(PROBLEM REQUIREMENTS): Print all of the entries below word for word, omitting the pictures.

(ROWS):
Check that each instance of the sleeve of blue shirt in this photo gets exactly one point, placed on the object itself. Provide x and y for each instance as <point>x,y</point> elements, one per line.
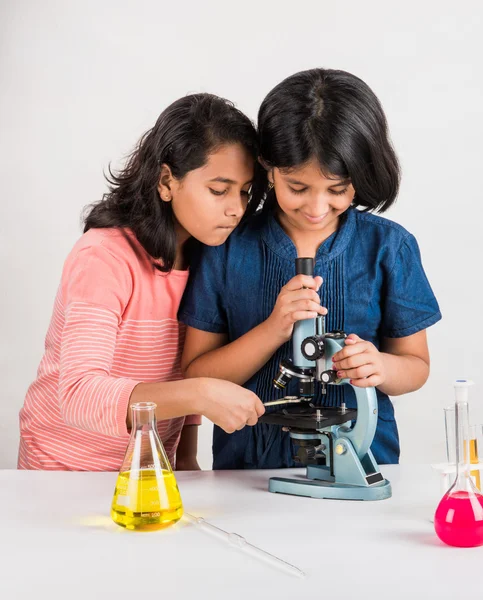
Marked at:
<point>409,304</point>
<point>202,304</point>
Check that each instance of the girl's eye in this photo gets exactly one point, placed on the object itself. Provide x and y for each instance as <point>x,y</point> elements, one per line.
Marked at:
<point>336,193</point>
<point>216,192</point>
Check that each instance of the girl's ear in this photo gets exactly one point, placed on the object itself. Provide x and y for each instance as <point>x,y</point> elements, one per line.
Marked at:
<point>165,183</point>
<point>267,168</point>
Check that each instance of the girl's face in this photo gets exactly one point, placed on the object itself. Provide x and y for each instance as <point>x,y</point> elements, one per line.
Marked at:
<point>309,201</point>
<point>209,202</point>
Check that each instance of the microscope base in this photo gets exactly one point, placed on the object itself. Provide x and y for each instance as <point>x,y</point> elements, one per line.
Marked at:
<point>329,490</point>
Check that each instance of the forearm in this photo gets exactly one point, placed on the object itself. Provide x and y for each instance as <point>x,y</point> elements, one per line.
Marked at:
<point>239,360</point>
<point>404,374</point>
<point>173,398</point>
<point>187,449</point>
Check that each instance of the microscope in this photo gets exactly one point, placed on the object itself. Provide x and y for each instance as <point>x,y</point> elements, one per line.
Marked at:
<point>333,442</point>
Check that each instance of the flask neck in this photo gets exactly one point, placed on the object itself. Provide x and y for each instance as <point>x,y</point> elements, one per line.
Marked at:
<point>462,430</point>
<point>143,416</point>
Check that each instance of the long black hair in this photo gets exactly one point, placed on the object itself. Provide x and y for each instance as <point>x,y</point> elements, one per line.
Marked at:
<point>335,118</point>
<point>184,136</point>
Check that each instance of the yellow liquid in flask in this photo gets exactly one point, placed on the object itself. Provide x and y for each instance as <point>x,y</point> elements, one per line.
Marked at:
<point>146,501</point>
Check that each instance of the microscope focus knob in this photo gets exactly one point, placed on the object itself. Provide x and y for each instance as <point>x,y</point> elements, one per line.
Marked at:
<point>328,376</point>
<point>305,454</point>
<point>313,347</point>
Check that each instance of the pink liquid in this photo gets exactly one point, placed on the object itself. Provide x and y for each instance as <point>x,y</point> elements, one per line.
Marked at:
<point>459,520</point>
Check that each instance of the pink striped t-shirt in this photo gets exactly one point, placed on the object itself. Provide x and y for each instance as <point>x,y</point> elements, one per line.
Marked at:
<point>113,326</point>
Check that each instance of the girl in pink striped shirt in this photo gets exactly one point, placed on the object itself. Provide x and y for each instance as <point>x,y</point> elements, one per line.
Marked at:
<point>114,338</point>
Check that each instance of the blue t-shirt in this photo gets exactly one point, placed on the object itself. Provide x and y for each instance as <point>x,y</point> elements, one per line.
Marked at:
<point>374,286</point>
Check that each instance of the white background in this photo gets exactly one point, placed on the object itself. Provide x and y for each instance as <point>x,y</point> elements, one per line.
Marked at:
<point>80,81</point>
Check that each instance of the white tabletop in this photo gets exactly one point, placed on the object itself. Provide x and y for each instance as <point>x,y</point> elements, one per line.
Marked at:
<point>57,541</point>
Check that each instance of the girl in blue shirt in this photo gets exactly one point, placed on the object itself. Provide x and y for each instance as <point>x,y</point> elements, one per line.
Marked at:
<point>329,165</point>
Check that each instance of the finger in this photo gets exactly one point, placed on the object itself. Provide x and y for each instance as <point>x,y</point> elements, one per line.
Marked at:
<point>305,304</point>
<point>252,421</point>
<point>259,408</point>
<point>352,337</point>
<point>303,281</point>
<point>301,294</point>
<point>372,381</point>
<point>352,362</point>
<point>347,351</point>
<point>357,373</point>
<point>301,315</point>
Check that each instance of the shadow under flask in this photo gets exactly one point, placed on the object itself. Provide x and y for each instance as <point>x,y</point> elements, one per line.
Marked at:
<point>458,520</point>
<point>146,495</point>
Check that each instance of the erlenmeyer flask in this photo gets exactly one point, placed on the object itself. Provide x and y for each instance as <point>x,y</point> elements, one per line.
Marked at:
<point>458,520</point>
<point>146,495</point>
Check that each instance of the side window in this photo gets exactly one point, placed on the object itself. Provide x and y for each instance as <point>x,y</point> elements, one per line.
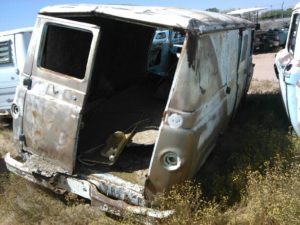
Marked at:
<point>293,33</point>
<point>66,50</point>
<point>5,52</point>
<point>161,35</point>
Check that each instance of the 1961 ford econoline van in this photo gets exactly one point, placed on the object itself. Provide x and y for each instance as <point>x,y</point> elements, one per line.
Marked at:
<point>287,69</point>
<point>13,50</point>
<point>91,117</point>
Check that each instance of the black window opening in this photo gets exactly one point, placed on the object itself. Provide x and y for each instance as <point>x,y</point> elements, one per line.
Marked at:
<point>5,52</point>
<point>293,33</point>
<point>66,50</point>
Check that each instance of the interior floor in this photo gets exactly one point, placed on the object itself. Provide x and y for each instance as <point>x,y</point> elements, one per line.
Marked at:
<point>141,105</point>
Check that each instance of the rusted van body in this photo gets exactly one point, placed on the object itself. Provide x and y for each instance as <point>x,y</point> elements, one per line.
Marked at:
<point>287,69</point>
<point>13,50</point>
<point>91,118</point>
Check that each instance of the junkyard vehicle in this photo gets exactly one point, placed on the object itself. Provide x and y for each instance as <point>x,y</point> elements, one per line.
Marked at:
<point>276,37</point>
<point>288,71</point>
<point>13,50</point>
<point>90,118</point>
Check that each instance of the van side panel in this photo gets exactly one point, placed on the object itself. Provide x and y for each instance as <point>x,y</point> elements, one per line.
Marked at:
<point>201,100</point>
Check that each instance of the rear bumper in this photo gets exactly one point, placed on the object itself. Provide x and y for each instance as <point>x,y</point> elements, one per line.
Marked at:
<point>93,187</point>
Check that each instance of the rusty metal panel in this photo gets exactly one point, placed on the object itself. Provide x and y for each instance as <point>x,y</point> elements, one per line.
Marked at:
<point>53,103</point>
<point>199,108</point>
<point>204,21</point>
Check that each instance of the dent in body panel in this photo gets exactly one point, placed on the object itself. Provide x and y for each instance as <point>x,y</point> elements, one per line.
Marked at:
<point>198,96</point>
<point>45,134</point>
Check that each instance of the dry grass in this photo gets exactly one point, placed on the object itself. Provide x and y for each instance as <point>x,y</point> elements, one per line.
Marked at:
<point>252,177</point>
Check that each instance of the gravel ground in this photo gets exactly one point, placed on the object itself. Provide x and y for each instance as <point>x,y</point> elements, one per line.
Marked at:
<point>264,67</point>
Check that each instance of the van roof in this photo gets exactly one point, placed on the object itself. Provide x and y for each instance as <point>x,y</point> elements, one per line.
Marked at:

(EXERCISE RESPONSE):
Check that each instance of the sleeve of blue shirt in this photo gets exactly one point, placed on the object itself. Provide x and y for each instance as <point>x,y</point> elements, one per line.
Marked at:
<point>409,304</point>
<point>202,304</point>
Check that each instance of the girl's eye in this photo gets exactly one point, placed on the object itself. Provide x and y for each instance as <point>x,y</point> elements, one per line.
Marked at:
<point>336,193</point>
<point>216,192</point>
Check that each instance of the girl's ear in this photo gets exactly one point, placed on the object itself. Provide x and y for each instance as <point>x,y</point> elements, one per line.
Marked at:
<point>165,183</point>
<point>267,168</point>
Check that each instance of the girl's face in this photo gets exactly one point, placed on the object itself. Provide x and y for each instance as <point>x,y</point> elements, one per line.
Marked at:
<point>309,201</point>
<point>209,202</point>
Check that each instance of the microscope base in this photo gets exactly one point, placed on the object itself. Provide x and y for each instance as <point>x,y</point> elements, one per line.
Marked at:
<point>329,490</point>
Check that each instance of the forearm in this photo gets exactly one point, placed on the object itself. Provide x and y for each instance as <point>x,y</point> elements, one per line.
Marked at:
<point>239,360</point>
<point>404,374</point>
<point>173,398</point>
<point>187,449</point>
Check that each instance of the microscope in this photo gets exactly one point, placed on the object itself. Provide x and y for each instance as <point>x,y</point> elements, one per line.
Marked at:
<point>333,442</point>
Check that each instance of the flask neck in this photo gets exactly one point, placed on the object itself. Provide x and y for each instance as <point>x,y</point> elements, one per line.
Marked at:
<point>462,430</point>
<point>143,416</point>
Check that each instance of the long black hair in this photo gets exactly one point, placed on the object itself. Provide x and y for each instance as <point>x,y</point> elements, one per line.
Marked at:
<point>335,118</point>
<point>184,136</point>
Check that each instance of the yellow liquid in flask in this photo gets exactly one point, placed on the object itself. Provide x and y for each instance as <point>x,y</point> elements, one per line.
Marked at:
<point>146,501</point>
Check that each instance of the microscope focus knob in this photo gets exactly one point, placed on the object itself. Provide x and y for each instance as <point>x,y</point> elements, one per line.
Marked at:
<point>328,376</point>
<point>305,454</point>
<point>313,347</point>
Check that each instance of the pink liquid in this photo gets exactly one point, placed on the object itself. Provide x and y for each instance as <point>x,y</point> elements, one per line.
Marked at:
<point>459,520</point>
Check that each instance of the pink striped t-shirt in this photo gets exactly one point, placed on the object itself. Provide x and y for each instance as <point>x,y</point> elements, one per line.
Marked at:
<point>113,326</point>
Check that each instance of the girl in pink striped shirt in this photo gets exactly one point, placed on the object itself. Provide x and y for each instance as <point>x,y</point> elements, one per line.
Marked at:
<point>114,338</point>
Check that each instance of the blue t-shirt in this photo gets exactly one point, placed on the object itself. Provide x and y for each instance as <point>x,y</point> elements, one per line.
Marked at:
<point>374,286</point>
Check that each instance of the white background in this photo gets exactly one point, placed on the object itself. Provide x and y for each instance as <point>x,y</point> elements, one per line.
Marked at:
<point>80,81</point>
Check that each instance of the white tabletop in this photo gets exactly one point, placed on the object itself. Provide x and y for each instance as <point>x,y</point> elements, one per line.
Marked at:
<point>57,541</point>
Check that each instance of the girl in blue shirt in this photo gets exactly one point, placed on the object itself. Provide x and y for each instance as <point>x,y</point> elements, one per line.
Marked at:
<point>329,165</point>
Check that each instance of the finger in this photo gets exactly one point, placed on the object itself. Provide x and y for each instance as <point>x,y</point> elements, one per line.
Marked at:
<point>305,304</point>
<point>252,421</point>
<point>259,408</point>
<point>352,337</point>
<point>303,281</point>
<point>301,294</point>
<point>372,381</point>
<point>352,362</point>
<point>347,351</point>
<point>357,373</point>
<point>301,315</point>
Check that each instance of the shadow under flask in this photo gets exactly one point, placed on the object itself. Provide x and y for each instance as <point>x,y</point> elements, one per line.
Marked at:
<point>458,520</point>
<point>146,495</point>
Check that each instance of the erlenmeyer flask in this photo gets exactly one point, placed on the object itself. Provide x and y for each instance as <point>x,y</point> elements, one per line.
Marked at:
<point>458,520</point>
<point>146,495</point>
Check that each instance of the side window in this photo gets exactly one point, placed on the object itself. Provide x and y for each instance as <point>x,y</point> elements, one per line.
Marked at:
<point>293,33</point>
<point>66,50</point>
<point>5,52</point>
<point>161,35</point>
Check that each instance of the 1961 ford econoline van in this photo gets exactly one point, placed on the object itself. Provide x and y for each instance as <point>x,y</point> elements, one per line.
Marked at:
<point>287,69</point>
<point>13,50</point>
<point>91,117</point>
Check that each instance of the black window opening in this photo gets exactly one point, placed on the object itself. Provide x and y for each instance as <point>x,y</point> elements, one per line.
Marked at:
<point>5,52</point>
<point>293,33</point>
<point>66,50</point>
Check that each instance of the interior floor in this photo gets exactly one point, placed on the object itself. Provide x and y for each instance as <point>x,y</point> elements, one per line.
Marked at:
<point>141,105</point>
Check that each instance of the rusted van body in this photo gets exactly one point, placed on the object itself. Provide x and y for each instance as <point>x,y</point> elements, one per line.
Marked at:
<point>287,69</point>
<point>13,50</point>
<point>91,118</point>
Check that each instance of the junkyard vehicle in this photo gets exactly one point, placed on the object itself. Provide x and y for each instance as <point>x,y</point> elements, one per line.
Marked at:
<point>276,37</point>
<point>288,71</point>
<point>13,50</point>
<point>90,118</point>
Check that each instance of the van side panel in this photo gets exactly one point, placed on the object itself. Provide x and y for each instance as <point>x,y</point> elements, one per line.
Marked at:
<point>201,100</point>
Check that each instance of the rear bumper in this photo gets exactly one point, placed on the object itself. Provide x and y for each instance as <point>x,y</point> elements, one per line.
Marked at:
<point>93,187</point>
Check that each instance of the rusty metal panel in this photo gets exactly one point, placed on the object itself. Provide x and y for each instance as <point>x,y</point> elements, one per line.
Marked at:
<point>53,103</point>
<point>199,108</point>
<point>204,21</point>
Check that each instance of the dent in body panel in this photo gets exactly one point, placed on the object itself. Provide x and y for each instance as <point>x,y</point> elements, one per line.
Marked at:
<point>198,96</point>
<point>45,134</point>
Check that each instance of the dry grass in this photo gets exactly one point, placed on the object itself. Provide x and y for each instance as <point>x,y</point> elements, one per line.
Marked at:
<point>252,177</point>
Check that each instance of the gravel ground in this photo gets exactly one point, placed on the object itself. Provide x and y for each instance as <point>x,y</point> elements, one per line.
Marked at:
<point>264,67</point>
Check that each instance of the van roof in this photo gets exactly one point, placed on the object itself. Provide x and y for each instance as <point>x,y</point> elements, one per line.
Marked at:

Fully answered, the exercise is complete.